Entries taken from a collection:
══════════

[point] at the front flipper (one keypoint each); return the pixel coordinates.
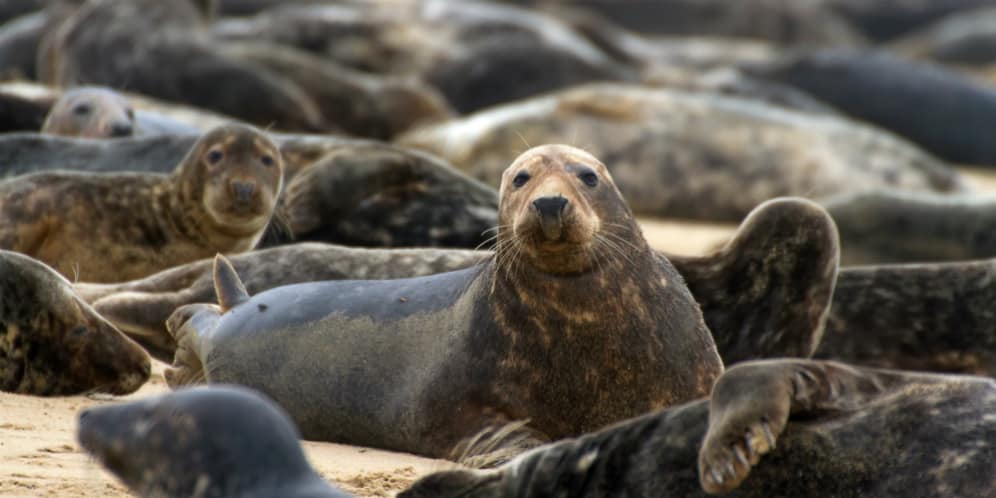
(767, 292)
(752, 402)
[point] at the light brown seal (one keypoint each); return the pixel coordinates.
(54, 344)
(574, 323)
(116, 227)
(90, 112)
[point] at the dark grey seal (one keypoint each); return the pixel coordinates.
(886, 226)
(764, 294)
(772, 428)
(945, 112)
(574, 323)
(936, 317)
(217, 442)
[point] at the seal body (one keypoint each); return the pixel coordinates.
(657, 148)
(90, 112)
(886, 226)
(558, 328)
(118, 227)
(772, 428)
(889, 87)
(934, 317)
(54, 344)
(193, 443)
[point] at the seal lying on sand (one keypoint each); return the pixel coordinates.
(374, 195)
(690, 155)
(953, 117)
(936, 317)
(772, 428)
(574, 323)
(763, 295)
(193, 443)
(54, 344)
(116, 227)
(90, 112)
(884, 226)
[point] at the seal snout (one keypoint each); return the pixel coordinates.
(550, 210)
(120, 129)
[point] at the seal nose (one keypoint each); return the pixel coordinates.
(550, 207)
(121, 129)
(243, 190)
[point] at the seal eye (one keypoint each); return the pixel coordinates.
(589, 178)
(214, 156)
(520, 179)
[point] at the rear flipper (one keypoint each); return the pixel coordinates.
(767, 292)
(751, 404)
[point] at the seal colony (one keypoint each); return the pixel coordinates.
(54, 344)
(102, 228)
(414, 364)
(785, 247)
(803, 428)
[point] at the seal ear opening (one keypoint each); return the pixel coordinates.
(227, 285)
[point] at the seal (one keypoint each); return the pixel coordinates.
(95, 45)
(90, 112)
(193, 443)
(887, 226)
(54, 344)
(771, 428)
(763, 295)
(115, 227)
(654, 142)
(562, 326)
(891, 86)
(934, 317)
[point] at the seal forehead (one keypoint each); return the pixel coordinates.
(556, 155)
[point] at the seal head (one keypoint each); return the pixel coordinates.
(222, 441)
(90, 112)
(53, 344)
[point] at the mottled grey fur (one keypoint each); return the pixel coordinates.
(691, 155)
(841, 431)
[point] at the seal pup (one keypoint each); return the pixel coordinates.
(574, 323)
(97, 43)
(369, 194)
(116, 227)
(887, 226)
(90, 112)
(763, 295)
(217, 442)
(54, 344)
(656, 148)
(935, 317)
(771, 428)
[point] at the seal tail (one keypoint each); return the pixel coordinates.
(228, 286)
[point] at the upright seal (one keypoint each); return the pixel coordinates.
(115, 227)
(574, 323)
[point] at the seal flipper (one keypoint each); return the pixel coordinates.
(228, 286)
(767, 293)
(751, 404)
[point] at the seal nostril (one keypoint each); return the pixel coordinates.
(243, 190)
(121, 129)
(551, 206)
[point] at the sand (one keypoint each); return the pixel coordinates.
(39, 455)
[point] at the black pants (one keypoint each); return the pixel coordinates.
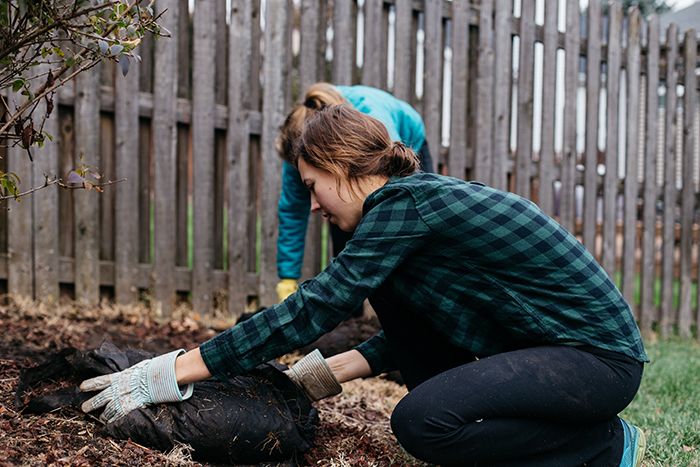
(539, 406)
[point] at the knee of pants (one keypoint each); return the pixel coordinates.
(416, 430)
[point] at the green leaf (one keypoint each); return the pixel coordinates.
(18, 84)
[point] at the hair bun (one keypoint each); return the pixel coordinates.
(402, 160)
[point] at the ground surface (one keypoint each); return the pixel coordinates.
(354, 429)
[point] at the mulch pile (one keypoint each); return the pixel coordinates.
(354, 429)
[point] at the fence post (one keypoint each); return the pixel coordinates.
(460, 90)
(632, 69)
(45, 205)
(668, 316)
(647, 307)
(86, 203)
(688, 192)
(611, 138)
(203, 105)
(239, 213)
(164, 125)
(275, 77)
(127, 218)
(20, 268)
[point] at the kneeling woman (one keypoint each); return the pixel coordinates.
(516, 347)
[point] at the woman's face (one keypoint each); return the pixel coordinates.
(334, 202)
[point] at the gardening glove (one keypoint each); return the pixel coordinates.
(286, 287)
(314, 376)
(148, 382)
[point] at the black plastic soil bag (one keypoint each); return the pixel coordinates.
(259, 417)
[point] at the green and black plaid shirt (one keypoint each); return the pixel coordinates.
(486, 268)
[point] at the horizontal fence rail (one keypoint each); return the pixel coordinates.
(593, 114)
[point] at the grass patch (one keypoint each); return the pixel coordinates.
(667, 406)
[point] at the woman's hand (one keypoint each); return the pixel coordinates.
(148, 382)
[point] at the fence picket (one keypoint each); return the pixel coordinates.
(127, 215)
(432, 77)
(310, 70)
(371, 64)
(569, 157)
(86, 203)
(45, 206)
(632, 69)
(685, 316)
(20, 268)
(238, 166)
(523, 162)
(275, 78)
(482, 168)
(460, 88)
(503, 76)
(203, 100)
(590, 194)
(549, 71)
(164, 126)
(343, 42)
(648, 311)
(668, 310)
(405, 50)
(610, 181)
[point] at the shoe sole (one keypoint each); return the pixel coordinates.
(641, 448)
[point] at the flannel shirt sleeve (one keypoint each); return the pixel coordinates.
(389, 231)
(376, 353)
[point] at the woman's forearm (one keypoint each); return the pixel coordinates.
(190, 367)
(349, 365)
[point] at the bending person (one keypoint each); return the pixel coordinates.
(401, 121)
(515, 345)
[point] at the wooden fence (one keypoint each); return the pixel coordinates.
(593, 114)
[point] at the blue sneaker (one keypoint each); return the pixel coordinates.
(634, 447)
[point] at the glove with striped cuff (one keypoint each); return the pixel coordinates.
(314, 376)
(148, 382)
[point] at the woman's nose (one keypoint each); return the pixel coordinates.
(314, 204)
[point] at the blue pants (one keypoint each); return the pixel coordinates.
(538, 406)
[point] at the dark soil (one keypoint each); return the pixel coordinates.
(354, 426)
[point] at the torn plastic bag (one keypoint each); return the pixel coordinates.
(259, 417)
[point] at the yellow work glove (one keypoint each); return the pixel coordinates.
(285, 288)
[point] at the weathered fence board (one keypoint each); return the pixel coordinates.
(632, 69)
(503, 76)
(612, 93)
(648, 271)
(275, 78)
(460, 90)
(343, 43)
(404, 64)
(526, 61)
(164, 132)
(86, 204)
(203, 156)
(46, 212)
(668, 310)
(482, 168)
(569, 156)
(127, 215)
(547, 166)
(432, 73)
(687, 192)
(239, 204)
(590, 194)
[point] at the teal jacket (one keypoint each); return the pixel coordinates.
(403, 124)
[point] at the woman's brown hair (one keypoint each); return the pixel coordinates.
(317, 96)
(351, 145)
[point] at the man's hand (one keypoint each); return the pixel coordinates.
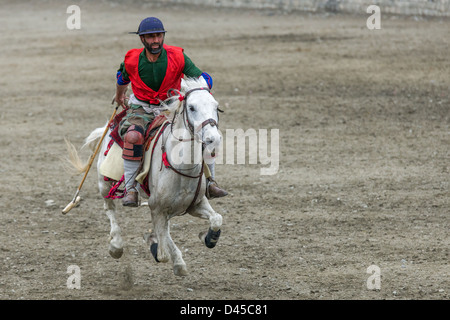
(120, 95)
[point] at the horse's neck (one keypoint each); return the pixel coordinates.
(182, 150)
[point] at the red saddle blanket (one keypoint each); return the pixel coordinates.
(149, 133)
(115, 137)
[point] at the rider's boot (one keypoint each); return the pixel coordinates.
(131, 198)
(132, 155)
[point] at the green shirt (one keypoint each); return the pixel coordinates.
(153, 73)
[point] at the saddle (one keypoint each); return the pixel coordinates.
(112, 166)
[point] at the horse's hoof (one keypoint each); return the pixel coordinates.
(180, 270)
(114, 252)
(209, 238)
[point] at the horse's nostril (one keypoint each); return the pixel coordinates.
(209, 140)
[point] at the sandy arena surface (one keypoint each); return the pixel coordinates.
(363, 179)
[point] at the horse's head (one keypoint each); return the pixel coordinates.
(200, 112)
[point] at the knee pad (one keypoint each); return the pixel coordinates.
(133, 143)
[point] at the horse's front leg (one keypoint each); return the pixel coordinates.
(165, 248)
(116, 241)
(204, 210)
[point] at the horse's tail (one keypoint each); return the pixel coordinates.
(73, 158)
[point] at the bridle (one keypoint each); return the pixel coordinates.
(193, 131)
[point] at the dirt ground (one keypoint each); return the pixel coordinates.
(363, 179)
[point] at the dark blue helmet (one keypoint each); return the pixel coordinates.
(150, 25)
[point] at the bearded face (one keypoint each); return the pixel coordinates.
(153, 42)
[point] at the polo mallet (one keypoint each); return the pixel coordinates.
(76, 199)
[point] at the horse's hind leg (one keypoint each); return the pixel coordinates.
(116, 241)
(165, 248)
(205, 211)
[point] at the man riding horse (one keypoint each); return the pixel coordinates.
(152, 71)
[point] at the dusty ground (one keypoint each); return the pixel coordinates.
(363, 180)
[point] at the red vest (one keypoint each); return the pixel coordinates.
(172, 79)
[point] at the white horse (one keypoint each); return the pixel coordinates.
(178, 188)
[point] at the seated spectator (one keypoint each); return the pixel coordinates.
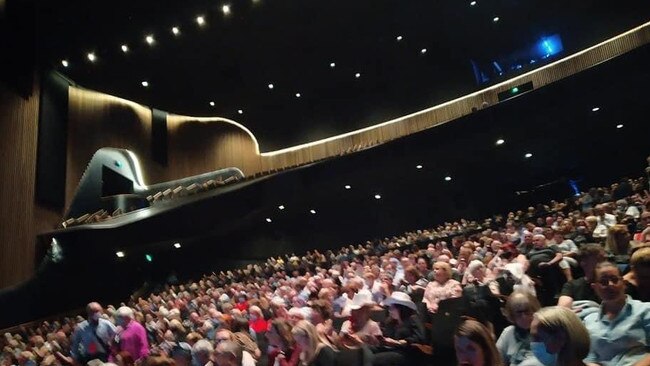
(620, 331)
(475, 345)
(442, 287)
(638, 279)
(559, 337)
(514, 342)
(313, 352)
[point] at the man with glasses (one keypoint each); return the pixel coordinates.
(620, 331)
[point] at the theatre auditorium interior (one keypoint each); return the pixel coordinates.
(293, 182)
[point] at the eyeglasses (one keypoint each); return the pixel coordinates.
(604, 281)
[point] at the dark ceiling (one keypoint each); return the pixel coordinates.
(291, 43)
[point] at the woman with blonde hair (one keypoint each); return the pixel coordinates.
(313, 352)
(559, 337)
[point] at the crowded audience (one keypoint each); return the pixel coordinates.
(560, 284)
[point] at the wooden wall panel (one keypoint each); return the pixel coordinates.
(19, 129)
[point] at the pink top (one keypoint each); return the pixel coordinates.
(435, 292)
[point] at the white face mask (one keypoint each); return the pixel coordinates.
(543, 356)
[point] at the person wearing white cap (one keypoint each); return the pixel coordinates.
(360, 329)
(402, 330)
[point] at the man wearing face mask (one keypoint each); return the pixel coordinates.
(92, 337)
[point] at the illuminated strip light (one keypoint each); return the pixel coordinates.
(494, 87)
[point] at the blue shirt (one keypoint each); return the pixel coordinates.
(84, 339)
(621, 341)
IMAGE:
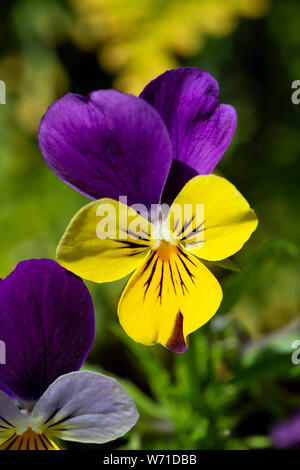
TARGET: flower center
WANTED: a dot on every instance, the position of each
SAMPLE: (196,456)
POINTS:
(166,250)
(161,236)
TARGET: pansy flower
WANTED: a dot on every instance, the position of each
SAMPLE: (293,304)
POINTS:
(157,150)
(47,326)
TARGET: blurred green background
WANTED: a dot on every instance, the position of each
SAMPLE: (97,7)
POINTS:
(237,378)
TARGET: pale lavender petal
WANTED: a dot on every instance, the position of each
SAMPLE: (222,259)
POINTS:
(10,416)
(86,407)
(47,324)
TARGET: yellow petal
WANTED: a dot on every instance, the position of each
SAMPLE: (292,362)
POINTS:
(212,218)
(105,241)
(169,297)
(29,440)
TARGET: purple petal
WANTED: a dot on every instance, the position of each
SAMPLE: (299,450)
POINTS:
(47,324)
(108,144)
(10,416)
(86,407)
(200,130)
(286,435)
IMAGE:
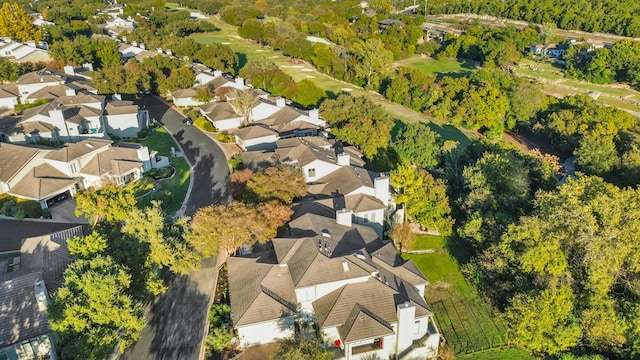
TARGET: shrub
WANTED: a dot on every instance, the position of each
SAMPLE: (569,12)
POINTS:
(226,138)
(204,124)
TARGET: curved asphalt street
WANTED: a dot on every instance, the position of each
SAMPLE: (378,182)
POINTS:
(176,319)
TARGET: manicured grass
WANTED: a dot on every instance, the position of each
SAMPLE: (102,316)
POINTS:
(175,188)
(299,71)
(451,67)
(464,319)
(161,141)
(500,354)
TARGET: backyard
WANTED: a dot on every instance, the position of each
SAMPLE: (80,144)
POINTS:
(467,323)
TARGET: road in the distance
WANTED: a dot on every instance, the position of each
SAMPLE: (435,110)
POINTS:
(176,319)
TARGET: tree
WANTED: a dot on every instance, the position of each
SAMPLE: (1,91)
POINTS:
(299,348)
(16,24)
(402,235)
(243,102)
(596,154)
(281,184)
(109,203)
(544,322)
(87,247)
(370,136)
(424,198)
(418,144)
(374,61)
(164,238)
(224,228)
(308,93)
(92,312)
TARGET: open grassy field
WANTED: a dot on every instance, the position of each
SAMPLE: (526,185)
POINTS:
(300,70)
(556,84)
(466,322)
(450,67)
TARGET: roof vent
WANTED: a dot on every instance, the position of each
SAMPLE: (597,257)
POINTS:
(41,295)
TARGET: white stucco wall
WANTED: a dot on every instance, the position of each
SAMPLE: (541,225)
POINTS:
(323,168)
(263,143)
(186,102)
(8,103)
(125,125)
(264,333)
(227,124)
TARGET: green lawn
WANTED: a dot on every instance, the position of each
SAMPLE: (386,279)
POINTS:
(246,50)
(171,190)
(451,67)
(501,354)
(464,319)
(161,141)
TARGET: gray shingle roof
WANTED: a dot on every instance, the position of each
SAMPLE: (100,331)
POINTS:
(75,150)
(14,158)
(335,308)
(259,291)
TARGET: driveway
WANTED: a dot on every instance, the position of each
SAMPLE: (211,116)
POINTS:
(209,166)
(176,320)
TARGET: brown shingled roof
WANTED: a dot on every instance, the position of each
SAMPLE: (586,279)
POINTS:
(75,150)
(259,291)
(21,317)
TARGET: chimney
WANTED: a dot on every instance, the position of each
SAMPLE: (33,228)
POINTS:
(314,115)
(69,70)
(381,185)
(41,295)
(406,313)
(344,159)
(343,217)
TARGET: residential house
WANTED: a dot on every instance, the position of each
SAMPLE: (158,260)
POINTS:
(316,277)
(185,97)
(50,175)
(256,137)
(26,281)
(24,52)
(118,25)
(124,118)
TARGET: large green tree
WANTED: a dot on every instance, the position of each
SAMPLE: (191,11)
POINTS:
(92,312)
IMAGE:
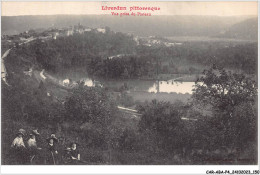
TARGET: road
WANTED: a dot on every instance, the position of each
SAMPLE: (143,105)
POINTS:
(3,68)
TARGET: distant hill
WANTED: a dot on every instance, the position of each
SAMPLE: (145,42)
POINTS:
(246,29)
(142,26)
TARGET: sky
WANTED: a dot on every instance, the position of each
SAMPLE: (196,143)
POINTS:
(227,8)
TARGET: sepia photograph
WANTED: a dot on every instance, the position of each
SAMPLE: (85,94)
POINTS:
(129,83)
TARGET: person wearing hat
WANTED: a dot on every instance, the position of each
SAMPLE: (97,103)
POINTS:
(75,155)
(74,152)
(18,147)
(51,153)
(67,156)
(18,141)
(32,140)
(32,145)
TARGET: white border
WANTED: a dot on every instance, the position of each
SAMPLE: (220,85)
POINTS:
(115,169)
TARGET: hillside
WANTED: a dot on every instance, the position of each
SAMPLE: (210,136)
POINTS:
(246,29)
(141,26)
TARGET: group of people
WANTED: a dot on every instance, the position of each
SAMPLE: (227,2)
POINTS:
(30,152)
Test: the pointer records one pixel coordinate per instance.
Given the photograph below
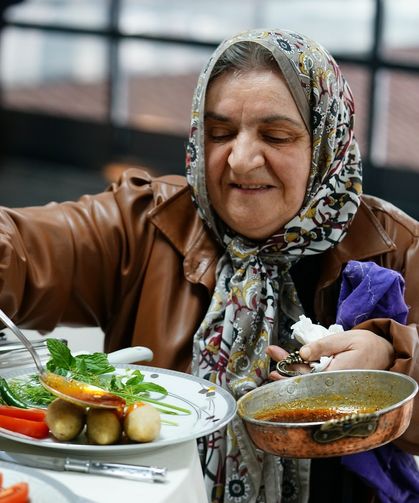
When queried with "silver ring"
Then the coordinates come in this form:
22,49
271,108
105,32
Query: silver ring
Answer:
291,359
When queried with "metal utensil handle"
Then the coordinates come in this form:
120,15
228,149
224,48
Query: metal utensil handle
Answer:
23,339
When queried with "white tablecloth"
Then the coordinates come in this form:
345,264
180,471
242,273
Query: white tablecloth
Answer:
184,478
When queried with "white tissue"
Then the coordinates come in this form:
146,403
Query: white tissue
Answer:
305,331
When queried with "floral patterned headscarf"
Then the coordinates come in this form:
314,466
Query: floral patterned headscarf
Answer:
255,300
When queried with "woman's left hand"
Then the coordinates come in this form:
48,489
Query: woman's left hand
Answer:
353,349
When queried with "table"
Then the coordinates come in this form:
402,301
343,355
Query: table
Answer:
185,483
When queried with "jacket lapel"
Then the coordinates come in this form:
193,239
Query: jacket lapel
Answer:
189,236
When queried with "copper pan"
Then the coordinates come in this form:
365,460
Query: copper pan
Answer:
372,407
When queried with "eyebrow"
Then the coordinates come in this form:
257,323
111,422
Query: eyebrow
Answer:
270,119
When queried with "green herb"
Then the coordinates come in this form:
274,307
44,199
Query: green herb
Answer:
62,361
93,369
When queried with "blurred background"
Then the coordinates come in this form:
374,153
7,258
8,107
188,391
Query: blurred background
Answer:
91,87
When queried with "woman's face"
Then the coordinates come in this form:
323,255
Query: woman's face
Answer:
257,152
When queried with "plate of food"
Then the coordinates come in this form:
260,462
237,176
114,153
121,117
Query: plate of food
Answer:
186,407
18,481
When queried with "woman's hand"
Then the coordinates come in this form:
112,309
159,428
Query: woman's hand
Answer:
353,349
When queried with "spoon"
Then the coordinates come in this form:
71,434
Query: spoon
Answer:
66,388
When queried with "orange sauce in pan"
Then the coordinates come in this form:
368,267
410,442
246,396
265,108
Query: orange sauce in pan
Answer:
307,415
315,410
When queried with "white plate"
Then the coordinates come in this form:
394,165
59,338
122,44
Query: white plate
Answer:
42,489
210,405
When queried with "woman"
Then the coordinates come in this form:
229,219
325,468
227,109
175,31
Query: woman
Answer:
213,287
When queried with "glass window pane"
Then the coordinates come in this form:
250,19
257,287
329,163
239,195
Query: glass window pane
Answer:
338,24
358,80
54,73
156,85
80,13
401,30
397,120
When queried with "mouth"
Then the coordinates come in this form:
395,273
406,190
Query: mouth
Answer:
250,186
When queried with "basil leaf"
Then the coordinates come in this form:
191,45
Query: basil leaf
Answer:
61,356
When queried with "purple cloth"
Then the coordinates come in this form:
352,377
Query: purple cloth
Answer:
370,291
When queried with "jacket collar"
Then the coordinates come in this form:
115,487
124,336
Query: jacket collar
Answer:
366,238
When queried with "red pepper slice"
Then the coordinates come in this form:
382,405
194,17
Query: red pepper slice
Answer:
17,493
31,414
35,429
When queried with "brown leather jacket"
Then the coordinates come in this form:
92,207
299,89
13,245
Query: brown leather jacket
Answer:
137,261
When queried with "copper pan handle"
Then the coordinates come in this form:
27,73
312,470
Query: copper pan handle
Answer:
354,425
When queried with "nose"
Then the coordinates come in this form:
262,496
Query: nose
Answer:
246,154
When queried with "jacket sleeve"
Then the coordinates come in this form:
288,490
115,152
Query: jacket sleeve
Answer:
70,263
405,338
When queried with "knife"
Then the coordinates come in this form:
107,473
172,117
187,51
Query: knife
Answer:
125,471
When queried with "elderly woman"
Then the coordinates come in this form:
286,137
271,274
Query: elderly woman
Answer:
213,283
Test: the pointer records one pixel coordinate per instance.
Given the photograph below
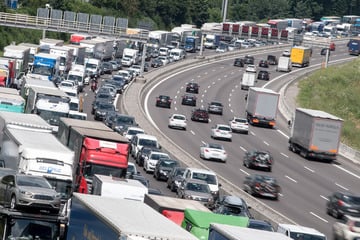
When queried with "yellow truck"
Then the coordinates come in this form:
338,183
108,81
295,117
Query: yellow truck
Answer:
300,56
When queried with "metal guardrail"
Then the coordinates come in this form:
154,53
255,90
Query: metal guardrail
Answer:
62,25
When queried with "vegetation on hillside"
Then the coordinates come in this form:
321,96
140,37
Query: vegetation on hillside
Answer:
336,90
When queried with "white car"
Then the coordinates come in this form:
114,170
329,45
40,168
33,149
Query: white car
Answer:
250,68
239,125
177,121
221,131
132,131
213,151
347,228
152,159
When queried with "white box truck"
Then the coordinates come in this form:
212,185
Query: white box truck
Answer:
262,106
315,134
284,64
112,218
229,232
248,80
119,188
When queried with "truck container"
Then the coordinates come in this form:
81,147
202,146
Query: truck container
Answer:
11,101
96,151
46,65
109,186
50,104
173,208
46,156
315,134
284,64
27,225
300,56
111,218
248,80
228,232
198,222
66,55
262,106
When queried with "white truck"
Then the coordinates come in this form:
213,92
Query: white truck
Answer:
315,134
248,80
112,218
50,104
28,146
108,186
262,106
229,232
284,64
130,57
66,55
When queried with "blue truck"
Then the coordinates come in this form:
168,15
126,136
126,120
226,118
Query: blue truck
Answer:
46,65
99,217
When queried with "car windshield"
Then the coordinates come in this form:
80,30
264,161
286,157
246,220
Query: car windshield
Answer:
209,178
23,180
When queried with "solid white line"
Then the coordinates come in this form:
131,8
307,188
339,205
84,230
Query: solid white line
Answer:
322,219
311,170
290,178
340,186
245,172
323,197
347,171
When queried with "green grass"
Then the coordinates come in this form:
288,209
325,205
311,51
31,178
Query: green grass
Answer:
336,90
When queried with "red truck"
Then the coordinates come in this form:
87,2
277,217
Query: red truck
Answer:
98,150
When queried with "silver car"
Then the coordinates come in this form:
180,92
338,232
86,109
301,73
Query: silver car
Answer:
20,190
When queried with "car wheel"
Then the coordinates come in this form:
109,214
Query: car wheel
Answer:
13,202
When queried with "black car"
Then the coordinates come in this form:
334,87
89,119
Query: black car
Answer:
249,59
192,87
163,168
262,185
343,203
215,107
163,101
188,99
239,62
272,60
263,63
260,225
258,159
232,205
143,153
200,115
102,109
175,177
263,75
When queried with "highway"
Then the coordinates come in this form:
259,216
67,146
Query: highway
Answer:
305,184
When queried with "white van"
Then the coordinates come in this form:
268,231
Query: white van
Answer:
300,232
177,54
205,175
143,140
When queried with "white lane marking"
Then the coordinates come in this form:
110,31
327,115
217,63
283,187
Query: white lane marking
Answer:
347,171
323,197
307,168
282,133
242,148
290,178
341,186
322,219
245,172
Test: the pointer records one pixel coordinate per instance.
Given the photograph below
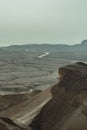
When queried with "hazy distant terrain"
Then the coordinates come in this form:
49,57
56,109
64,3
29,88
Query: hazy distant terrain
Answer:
21,68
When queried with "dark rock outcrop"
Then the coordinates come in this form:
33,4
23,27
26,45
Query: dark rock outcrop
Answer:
67,110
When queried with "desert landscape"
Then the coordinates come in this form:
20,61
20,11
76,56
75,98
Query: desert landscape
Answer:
34,78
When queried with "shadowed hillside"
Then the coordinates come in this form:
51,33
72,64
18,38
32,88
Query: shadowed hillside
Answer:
67,110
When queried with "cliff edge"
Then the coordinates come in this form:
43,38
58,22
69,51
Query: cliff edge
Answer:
67,110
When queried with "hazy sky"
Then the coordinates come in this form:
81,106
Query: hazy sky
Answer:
43,21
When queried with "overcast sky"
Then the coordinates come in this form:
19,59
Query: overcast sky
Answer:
43,21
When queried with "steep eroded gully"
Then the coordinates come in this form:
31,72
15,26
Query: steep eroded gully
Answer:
68,107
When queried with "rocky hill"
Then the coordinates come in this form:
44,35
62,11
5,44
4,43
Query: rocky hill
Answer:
67,110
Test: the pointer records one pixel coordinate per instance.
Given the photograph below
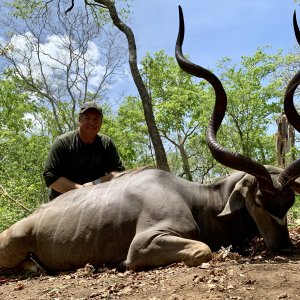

══════════

EXERCISE -> Search the records for the word "eroded". Copy each line where it appears.

SOLUTION TO THIS PROBLEM ->
When queried with "steep eroded gully"
Query: steep eroded gully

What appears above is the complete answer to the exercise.